Exercise requirements:
Rewrite the material from the line with "Target: black mask on cheek" to the line with "53 113 L 72", changing "simplified polygon" to "reduced polygon" and leaving everything else untouched.

>> BEGIN Dataset extract

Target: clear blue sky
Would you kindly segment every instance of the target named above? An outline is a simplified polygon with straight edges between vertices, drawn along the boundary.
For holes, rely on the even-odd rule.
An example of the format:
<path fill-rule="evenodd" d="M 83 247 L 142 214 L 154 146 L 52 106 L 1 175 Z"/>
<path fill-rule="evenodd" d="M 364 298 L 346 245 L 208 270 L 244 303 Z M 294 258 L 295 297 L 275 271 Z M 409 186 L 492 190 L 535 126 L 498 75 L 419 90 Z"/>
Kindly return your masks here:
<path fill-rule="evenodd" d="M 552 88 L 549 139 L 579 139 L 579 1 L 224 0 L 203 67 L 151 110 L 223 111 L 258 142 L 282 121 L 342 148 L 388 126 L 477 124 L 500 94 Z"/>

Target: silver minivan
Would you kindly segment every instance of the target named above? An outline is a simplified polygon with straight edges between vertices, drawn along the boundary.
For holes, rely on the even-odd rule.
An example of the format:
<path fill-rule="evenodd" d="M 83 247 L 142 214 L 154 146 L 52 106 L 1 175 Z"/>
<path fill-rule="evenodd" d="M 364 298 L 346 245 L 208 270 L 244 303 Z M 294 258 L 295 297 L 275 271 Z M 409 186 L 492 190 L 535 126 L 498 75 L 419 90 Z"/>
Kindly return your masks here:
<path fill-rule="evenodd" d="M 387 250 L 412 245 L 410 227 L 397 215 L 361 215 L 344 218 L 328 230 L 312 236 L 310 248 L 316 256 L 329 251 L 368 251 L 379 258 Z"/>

>> END Dataset extract
>> BEGIN Dataset extract

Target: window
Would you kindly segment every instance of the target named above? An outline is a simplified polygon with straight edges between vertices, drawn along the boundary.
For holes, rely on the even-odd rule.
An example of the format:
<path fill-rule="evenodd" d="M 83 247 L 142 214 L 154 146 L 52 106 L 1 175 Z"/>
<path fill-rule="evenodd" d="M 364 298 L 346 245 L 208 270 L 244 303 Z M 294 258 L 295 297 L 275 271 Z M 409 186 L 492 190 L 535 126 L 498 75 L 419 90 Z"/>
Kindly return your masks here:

>> END Dataset extract
>> BEGIN Dataset extract

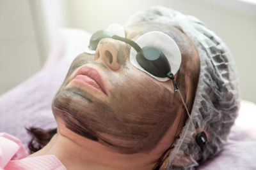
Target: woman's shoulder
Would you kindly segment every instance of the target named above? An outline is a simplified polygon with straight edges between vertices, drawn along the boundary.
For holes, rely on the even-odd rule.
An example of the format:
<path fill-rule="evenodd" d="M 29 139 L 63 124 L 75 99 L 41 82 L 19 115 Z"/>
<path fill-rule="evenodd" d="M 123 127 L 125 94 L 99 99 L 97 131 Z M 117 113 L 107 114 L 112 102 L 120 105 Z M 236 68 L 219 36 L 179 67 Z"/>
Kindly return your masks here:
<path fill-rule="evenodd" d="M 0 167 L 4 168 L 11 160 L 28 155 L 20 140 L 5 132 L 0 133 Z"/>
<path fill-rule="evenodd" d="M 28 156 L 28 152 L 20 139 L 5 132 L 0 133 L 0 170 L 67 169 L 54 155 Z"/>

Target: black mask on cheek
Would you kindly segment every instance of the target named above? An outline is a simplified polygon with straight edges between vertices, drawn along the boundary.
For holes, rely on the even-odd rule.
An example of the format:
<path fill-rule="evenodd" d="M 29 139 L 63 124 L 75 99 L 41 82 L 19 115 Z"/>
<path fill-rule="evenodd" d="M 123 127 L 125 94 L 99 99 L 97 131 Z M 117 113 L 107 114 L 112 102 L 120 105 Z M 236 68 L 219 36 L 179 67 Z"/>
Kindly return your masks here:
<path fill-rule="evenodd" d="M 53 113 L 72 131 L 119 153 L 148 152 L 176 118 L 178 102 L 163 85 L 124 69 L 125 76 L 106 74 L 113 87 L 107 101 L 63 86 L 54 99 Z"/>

>> END Dataset extract

The result:
Target: black mask on cheek
Would you kindly segment every instance of the target named above? An outline is a reduced polygon with straight edges between vertices, drawn along the boundary.
For holes, rely on the even-odd rule.
An example of the format:
<path fill-rule="evenodd" d="M 29 139 L 63 124 L 75 99 L 41 82 L 19 115 Z"/>
<path fill-rule="evenodd" d="M 123 127 L 125 94 L 99 99 L 97 131 Z M 117 113 L 107 114 L 112 102 L 120 105 Z M 236 68 L 219 36 L 179 67 Z"/>
Kindly return your masks here:
<path fill-rule="evenodd" d="M 53 113 L 72 131 L 119 153 L 148 152 L 176 118 L 178 102 L 163 85 L 124 69 L 125 76 L 106 74 L 113 87 L 107 101 L 63 86 L 54 99 Z"/>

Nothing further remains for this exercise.